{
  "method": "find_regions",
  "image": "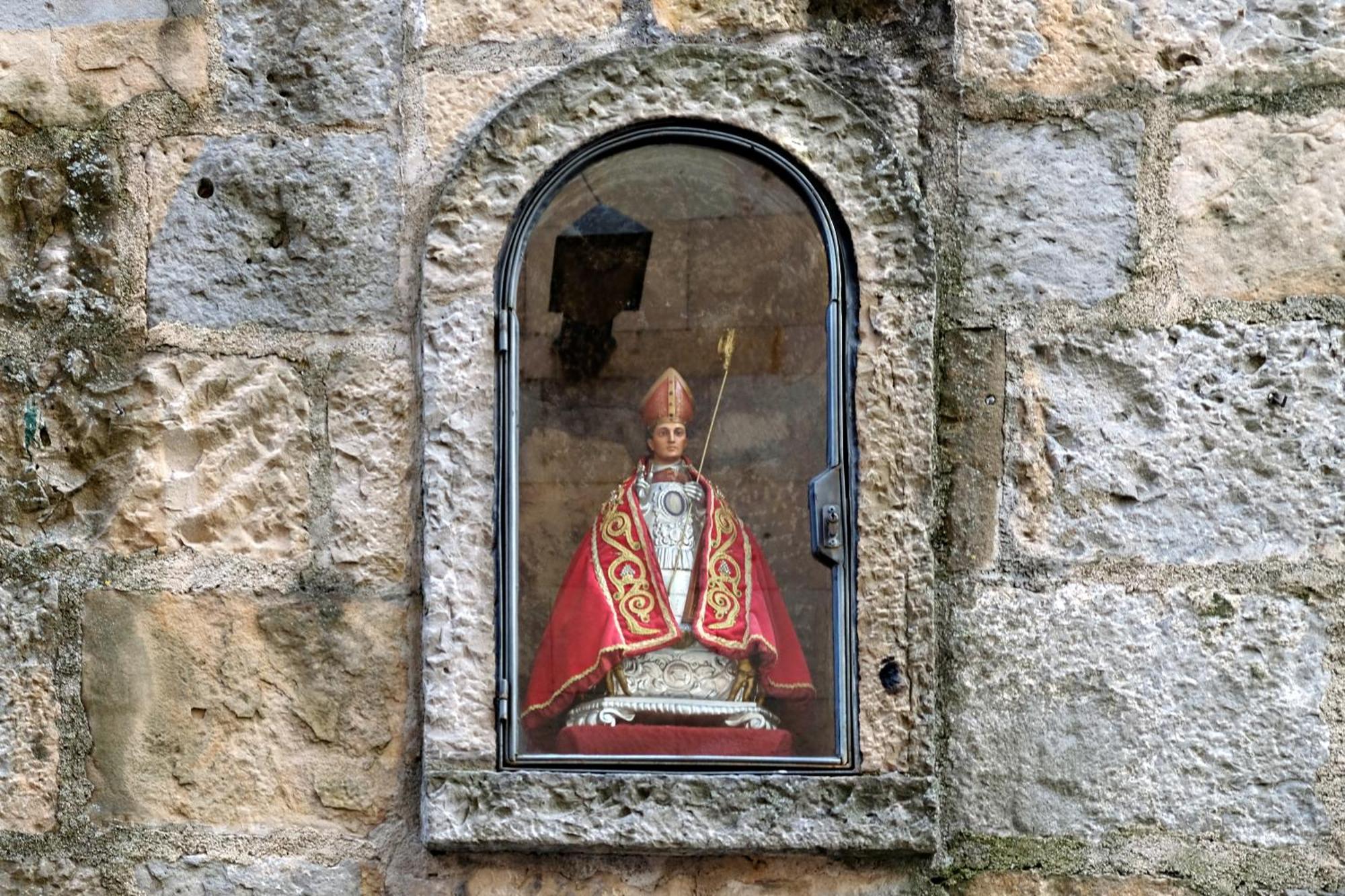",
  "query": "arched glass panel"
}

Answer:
[499,126,853,768]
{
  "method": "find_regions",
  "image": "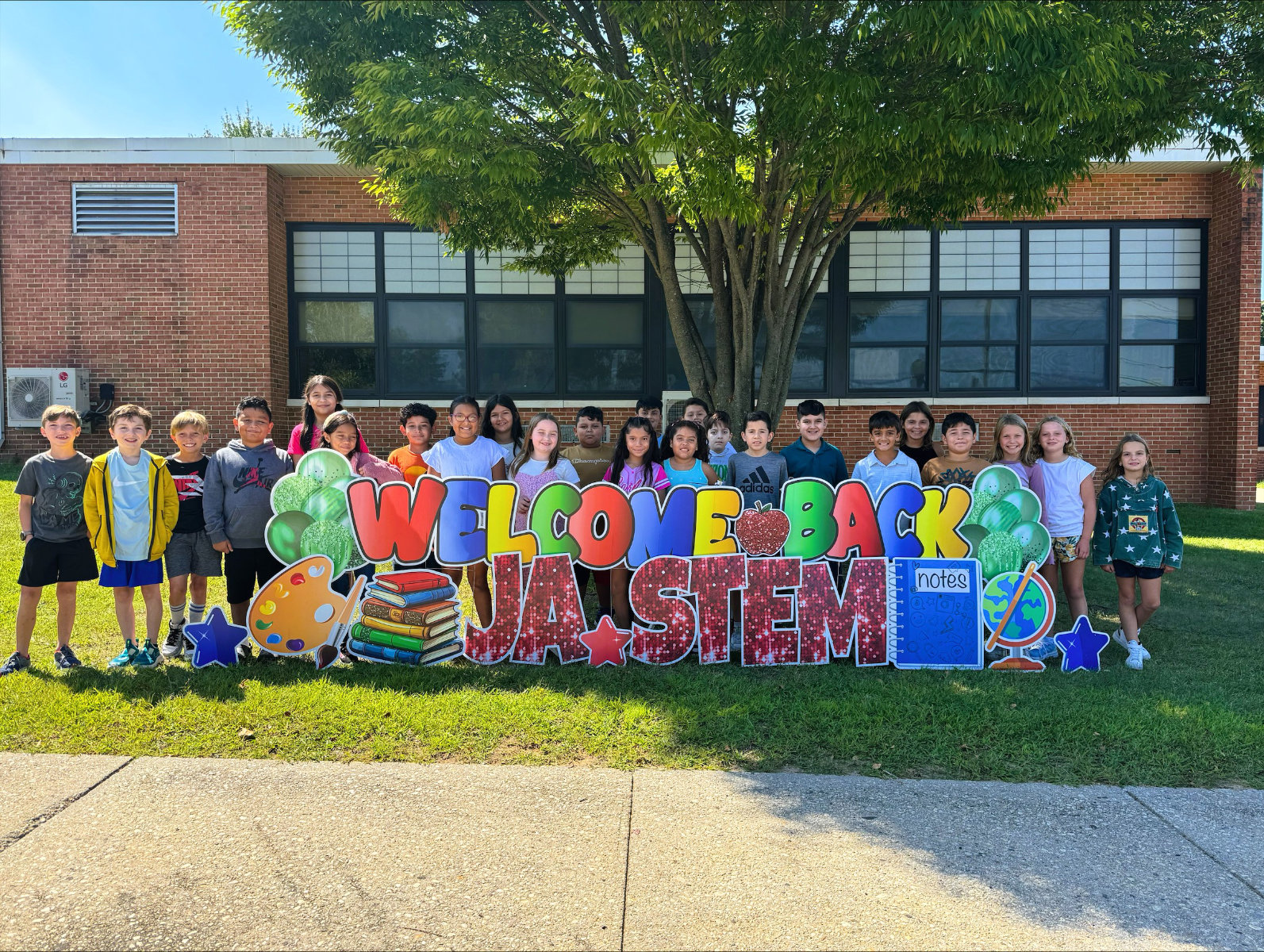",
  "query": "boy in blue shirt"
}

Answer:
[781,400,847,486]
[852,409,921,502]
[83,403,179,667]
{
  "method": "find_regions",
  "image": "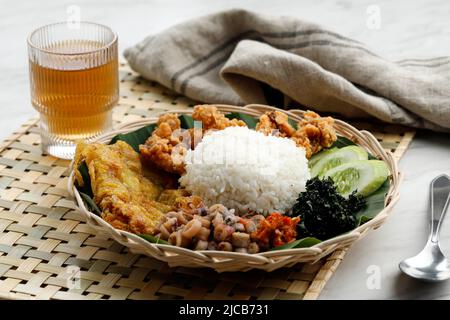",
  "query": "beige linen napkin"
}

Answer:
[124,9,450,131]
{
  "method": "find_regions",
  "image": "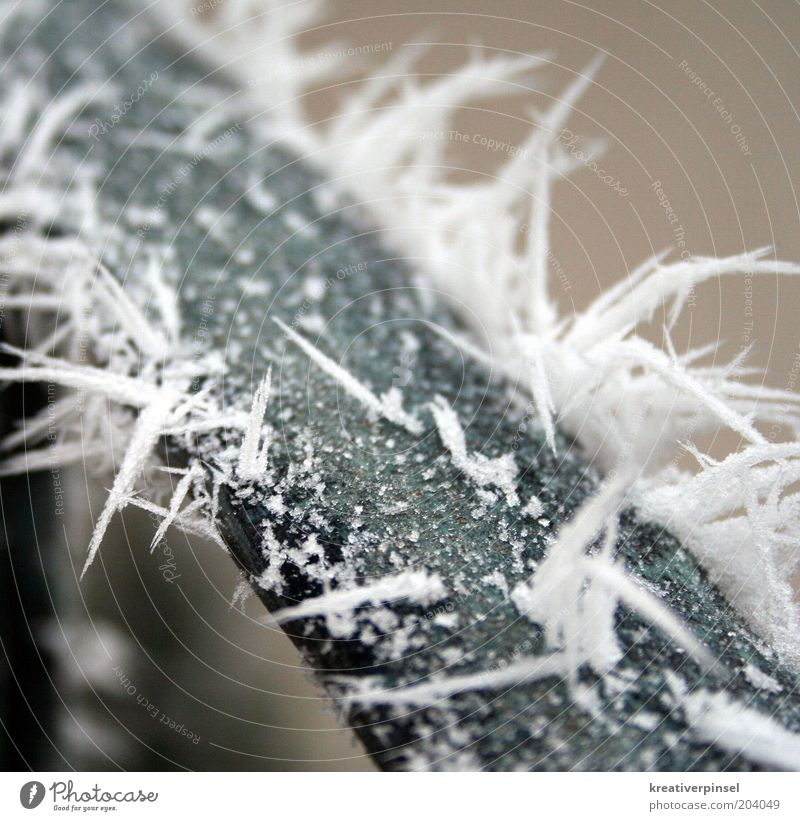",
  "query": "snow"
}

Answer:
[268,570,447,629]
[682,690,800,770]
[429,396,519,507]
[274,317,422,435]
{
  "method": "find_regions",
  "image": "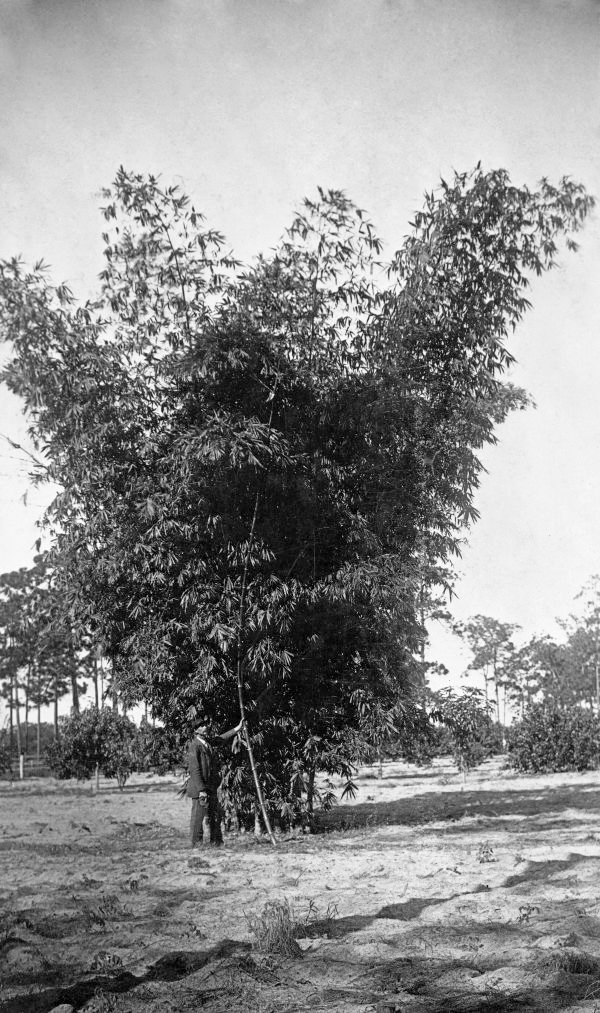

* Task details: Return each line above that contains the string "query", copying it unchanged.

* Task result:
  "query": "arched glass panel"
  "query": "boy in blue shirt"
  "query": "beige linen napkin"
  "query": "snow"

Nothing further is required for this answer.